Work order: Give every line of the data again, exactly.

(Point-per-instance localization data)
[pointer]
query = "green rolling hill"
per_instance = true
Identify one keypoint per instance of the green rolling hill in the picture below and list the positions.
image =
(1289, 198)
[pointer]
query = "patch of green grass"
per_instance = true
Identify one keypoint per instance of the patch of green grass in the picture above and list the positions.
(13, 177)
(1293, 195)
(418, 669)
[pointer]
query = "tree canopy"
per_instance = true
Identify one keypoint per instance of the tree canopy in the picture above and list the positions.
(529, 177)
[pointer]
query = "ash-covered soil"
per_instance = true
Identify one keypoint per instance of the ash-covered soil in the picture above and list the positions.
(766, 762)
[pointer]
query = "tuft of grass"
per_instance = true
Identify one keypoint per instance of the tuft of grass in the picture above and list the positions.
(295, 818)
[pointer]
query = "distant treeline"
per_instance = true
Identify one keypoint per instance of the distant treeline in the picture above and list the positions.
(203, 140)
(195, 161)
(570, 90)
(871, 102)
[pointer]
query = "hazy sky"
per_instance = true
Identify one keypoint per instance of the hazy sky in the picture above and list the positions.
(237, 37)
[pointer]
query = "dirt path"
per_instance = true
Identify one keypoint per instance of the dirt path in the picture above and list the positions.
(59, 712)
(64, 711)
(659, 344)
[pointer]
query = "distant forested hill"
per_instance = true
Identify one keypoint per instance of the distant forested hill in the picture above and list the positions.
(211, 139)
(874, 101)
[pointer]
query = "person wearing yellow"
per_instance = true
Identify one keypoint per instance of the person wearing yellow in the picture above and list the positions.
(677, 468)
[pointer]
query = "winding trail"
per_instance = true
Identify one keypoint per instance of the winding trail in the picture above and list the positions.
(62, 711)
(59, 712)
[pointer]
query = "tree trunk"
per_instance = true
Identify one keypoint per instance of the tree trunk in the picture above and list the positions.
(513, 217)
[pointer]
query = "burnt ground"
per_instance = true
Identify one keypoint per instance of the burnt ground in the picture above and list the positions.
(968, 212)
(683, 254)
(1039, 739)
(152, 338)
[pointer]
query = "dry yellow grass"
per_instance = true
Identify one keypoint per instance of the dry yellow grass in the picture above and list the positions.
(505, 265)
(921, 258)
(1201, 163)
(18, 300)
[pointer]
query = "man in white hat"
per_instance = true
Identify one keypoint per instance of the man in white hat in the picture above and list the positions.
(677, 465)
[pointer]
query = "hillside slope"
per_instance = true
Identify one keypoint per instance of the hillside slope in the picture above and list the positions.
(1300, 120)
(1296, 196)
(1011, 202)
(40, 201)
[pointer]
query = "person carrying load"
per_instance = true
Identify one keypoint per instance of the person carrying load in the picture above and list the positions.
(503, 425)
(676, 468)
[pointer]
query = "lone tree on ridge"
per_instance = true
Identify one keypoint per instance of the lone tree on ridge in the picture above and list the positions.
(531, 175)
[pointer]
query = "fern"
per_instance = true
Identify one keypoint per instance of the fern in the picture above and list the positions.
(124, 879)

Solution below:
[pointer]
query = "green rolling hill"
per_instance = true
Identify one keypoint per instance of the green rolling hill in the picture below and list the positions.
image =
(1289, 198)
[pointer]
query = "patch of green grass"
per_instance = true
Identify one keypoint per instance of the patch of green grass in the picture above and list the positions.
(13, 177)
(1293, 195)
(418, 669)
[pointer]
query = "tree canopy"
per_instance = true
Identify one keypoint per instance of the tree canopy in the picture above and list the positions.
(529, 177)
[pointer]
query = "ash-covered soil"
per_instance = true
Identify one keypoint per instance of the ash-covered soil in the picture above and list the positions.
(766, 762)
[pointer]
query = "tuft of grass"
per_instance = true
Identify one keypoint per instance of the tuft of grass in the picture above and list the positions.
(295, 818)
[pointer]
query = "distant treeline"
per_instance = true
Identify one keypoint per instance of the distant treeline in the picture above and list the positions.
(203, 140)
(195, 161)
(570, 90)
(871, 102)
[pointer]
query = "hazy sky"
per_instance = true
Identify one keypoint per instance of the hazy sky in the picture above and list the positions.
(237, 37)
[pointer]
query = "dirt path"
per_instance = true
Identify one keypoint per instance of the dirt path in the picture above and list the positions.
(59, 712)
(64, 711)
(659, 344)
[pointer]
query = "distant forested hill"
per_instance = true
Identify one keypoint per instance of the distant forested hill in the picture above and list the positions.
(211, 139)
(874, 101)
[pointer]
query = "person wearing yellow"
per_instance = true
Identify one keypoint per instance of the person wearing yellow in the picture above and list the positions.
(677, 468)
[pointer]
query = "winding trail"
per_instance = true
Identify one keypoint per instance of the winding trail in the picture above and list the positions.
(62, 711)
(59, 712)
[pointer]
query = "tree trunk"
per_instance = true
Identify one keypoint per instance of the tree trunk in the picture above and list the positions.
(513, 217)
[pointer]
query = "burnt ground"
per_instance = true
Identify one keypoint per instance of the burnt ground in the picture above and list the positions.
(968, 212)
(683, 254)
(1039, 739)
(152, 338)
[pointer]
query = "dry yellow grass"
per_instance = true
Identify one keypoint per instance of the dry yellow grass in the picture above and list the positions.
(505, 265)
(921, 258)
(1201, 163)
(18, 300)
[pointer]
query = "man in white hat"
per_instance = true
Identify one keypoint per instance of the man in white hat in the picture above and list the positions.
(677, 465)
[pointer]
query = "hillside slope"
per_instance = true
Identify one keypoint per instance of the hillside slope in the picture above and list the positions.
(1300, 120)
(1296, 196)
(1011, 202)
(40, 201)
[pointer]
query = "person carrying load"
per_instance = true
Identify one keypoint per instance of the person carrying load in the picture above and list the positions.
(503, 425)
(676, 468)
[pointer]
query = "lone tree on ridge"
per_instance = true
Identify one keypoint per instance of the lone tree on ridge in the picture above and list the positions.
(531, 175)
[pointer]
query = "fern"
per_instance = true
Identify one keypoint per instance of the fern in the picture above and list the positions.
(124, 879)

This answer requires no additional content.